Abstract: Demographic Patterns of Early Use and Initiation of Substances Among Youth in the Child Welfare System (Society for Social Work and Research 20th Annual Conference - Grand Challenges for Social Work: Setting a Research Agenda for the Future)

295P Demographic Patterns of Early Use and Initiation of Substances Among Youth in the Child Welfare System

Schedule:
Friday, January 15, 2016
Ballroom Level-Grand Ballroom South Salon (Renaissance Washington, DC Downtown Hotel)

Collected material:
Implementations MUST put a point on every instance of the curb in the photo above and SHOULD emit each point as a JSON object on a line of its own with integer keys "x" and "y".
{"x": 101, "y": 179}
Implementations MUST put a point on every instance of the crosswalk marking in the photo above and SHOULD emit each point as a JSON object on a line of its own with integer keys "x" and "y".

To do: Copy the conference abstract page above word for word, keeping every line in its original order.

Written reply:
Abstract: Demographic Patterns of Early Use and Initiation of Substances Among Youth in the Child Welfare System (Society for Social Work and Research 20th Annual Conference - Grand Challenges for Social Work: Setting a Research Agenda for the Future)

295P Demographic Patterns of Early Use and Initiation of Substances Among Youth in the Child Welfare System

Schedule:
Friday, January 15, 2016
Ballroom Level-Grand Ballroom South Salon (Renaissance Washington, DC Downtown Hotel)